TASK SET:
- a) In the article below on telling one's family about an addiction, what does it say will happen to much of the concern once the secret is out in the open?
- b) List every reaction that the article below on telling one's family about an addiction asks the reader to consider family members might have.
- c) Summarize the article below on telling one's family about an addiction in two sentences.

When you’re abusing substances of any kind, coming clean to your family about your addiction can be difficult. There are steps you can take to make this process as easy as possible for you and the people you love.
Prepare Yourself to Talk to Your Family
The first step is to prepare yourself. You know your family best; will your family feel supportive, angry, frustrated, confrontational, or want to take action? Consider how each member of your family may react to your confession. The person or people you would want to discuss your situation with first may be someone like a sister or brother who you know will always be supportive of you; or, if your mom or dad is more accepting of when you struggle in your life, consider talking to them first.
Once you decide who you want to talk to, remember not to overthink it. While this is a major concern in your life at the moment, much of the concern you have will dissipate once your secret is out in the open. Once you tell others about the issues you struggle with, you can begin taking on the problem as a team, and that’s the kind of support you need while you seek addiction treatment.

INFORMATION GIVEN:
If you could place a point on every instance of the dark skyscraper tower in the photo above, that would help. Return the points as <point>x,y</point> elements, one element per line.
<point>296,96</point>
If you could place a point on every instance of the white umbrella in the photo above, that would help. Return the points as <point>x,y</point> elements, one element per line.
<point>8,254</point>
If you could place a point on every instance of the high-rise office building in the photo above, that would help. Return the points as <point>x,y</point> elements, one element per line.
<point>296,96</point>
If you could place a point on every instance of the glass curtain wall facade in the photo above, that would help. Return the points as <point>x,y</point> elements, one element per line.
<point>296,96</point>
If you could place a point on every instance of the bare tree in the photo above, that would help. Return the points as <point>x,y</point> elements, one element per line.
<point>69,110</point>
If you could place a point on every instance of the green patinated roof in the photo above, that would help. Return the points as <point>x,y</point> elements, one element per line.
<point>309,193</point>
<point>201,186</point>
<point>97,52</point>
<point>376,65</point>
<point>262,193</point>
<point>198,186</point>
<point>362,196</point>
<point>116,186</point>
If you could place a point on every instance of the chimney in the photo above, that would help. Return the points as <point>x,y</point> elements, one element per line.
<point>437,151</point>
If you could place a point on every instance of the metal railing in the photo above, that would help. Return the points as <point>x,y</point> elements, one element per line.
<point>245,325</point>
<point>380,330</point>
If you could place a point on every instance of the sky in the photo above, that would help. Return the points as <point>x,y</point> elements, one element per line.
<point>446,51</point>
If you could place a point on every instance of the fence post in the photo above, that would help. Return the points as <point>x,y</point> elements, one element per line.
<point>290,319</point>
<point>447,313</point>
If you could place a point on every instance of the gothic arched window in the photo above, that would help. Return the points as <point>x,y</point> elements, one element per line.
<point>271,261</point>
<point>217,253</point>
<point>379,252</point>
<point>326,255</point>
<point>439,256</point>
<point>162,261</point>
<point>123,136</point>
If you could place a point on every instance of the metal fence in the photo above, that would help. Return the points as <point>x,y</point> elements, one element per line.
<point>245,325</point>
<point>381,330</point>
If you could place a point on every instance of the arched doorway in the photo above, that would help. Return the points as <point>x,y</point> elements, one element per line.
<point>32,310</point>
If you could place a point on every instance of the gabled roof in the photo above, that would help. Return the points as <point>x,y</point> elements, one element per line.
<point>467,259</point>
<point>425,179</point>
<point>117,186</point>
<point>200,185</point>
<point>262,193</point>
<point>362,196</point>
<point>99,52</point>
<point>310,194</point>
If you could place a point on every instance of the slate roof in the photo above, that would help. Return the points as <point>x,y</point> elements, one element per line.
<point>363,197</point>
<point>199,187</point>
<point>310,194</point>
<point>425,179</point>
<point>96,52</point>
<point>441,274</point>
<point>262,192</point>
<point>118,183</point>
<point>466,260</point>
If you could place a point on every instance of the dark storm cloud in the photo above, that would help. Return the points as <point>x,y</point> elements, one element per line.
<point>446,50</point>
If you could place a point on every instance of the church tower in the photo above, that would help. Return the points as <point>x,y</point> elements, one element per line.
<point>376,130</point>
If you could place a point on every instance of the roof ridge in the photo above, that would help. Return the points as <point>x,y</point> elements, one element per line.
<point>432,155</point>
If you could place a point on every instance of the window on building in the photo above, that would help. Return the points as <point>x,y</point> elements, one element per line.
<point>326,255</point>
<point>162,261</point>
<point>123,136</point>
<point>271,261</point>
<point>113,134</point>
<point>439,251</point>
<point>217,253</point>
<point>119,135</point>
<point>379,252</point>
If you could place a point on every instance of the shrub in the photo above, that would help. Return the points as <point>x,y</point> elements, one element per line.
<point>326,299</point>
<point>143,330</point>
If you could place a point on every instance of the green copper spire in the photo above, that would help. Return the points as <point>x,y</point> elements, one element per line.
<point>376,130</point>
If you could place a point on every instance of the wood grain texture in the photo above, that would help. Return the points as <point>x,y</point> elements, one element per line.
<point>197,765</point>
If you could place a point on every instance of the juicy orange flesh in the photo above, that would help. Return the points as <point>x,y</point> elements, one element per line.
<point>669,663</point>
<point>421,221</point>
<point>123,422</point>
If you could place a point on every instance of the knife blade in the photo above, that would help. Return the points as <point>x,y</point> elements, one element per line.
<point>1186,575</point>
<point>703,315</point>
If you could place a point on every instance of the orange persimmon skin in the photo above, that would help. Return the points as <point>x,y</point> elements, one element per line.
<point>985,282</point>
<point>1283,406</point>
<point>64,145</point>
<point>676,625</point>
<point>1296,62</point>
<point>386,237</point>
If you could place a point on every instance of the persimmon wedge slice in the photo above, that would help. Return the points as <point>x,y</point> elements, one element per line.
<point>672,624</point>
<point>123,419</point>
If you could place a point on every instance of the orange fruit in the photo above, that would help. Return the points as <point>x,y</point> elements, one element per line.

THE RESPONSES:
- a) Much of the concern will dissipate.

- b) Feeling supportive, angry, frustrated, or confrontational, or wanting to take action.

- c) Telling family about an addiction can be difficult, so the first step is to prepare by considering how each family member may react and choosing to talk first to someone likely to be supportive or accepting. After that, one should avoid overthinking it, since much of the concern dissipates once the secret is out and the family can then take on the problem as a team during addiction treatment.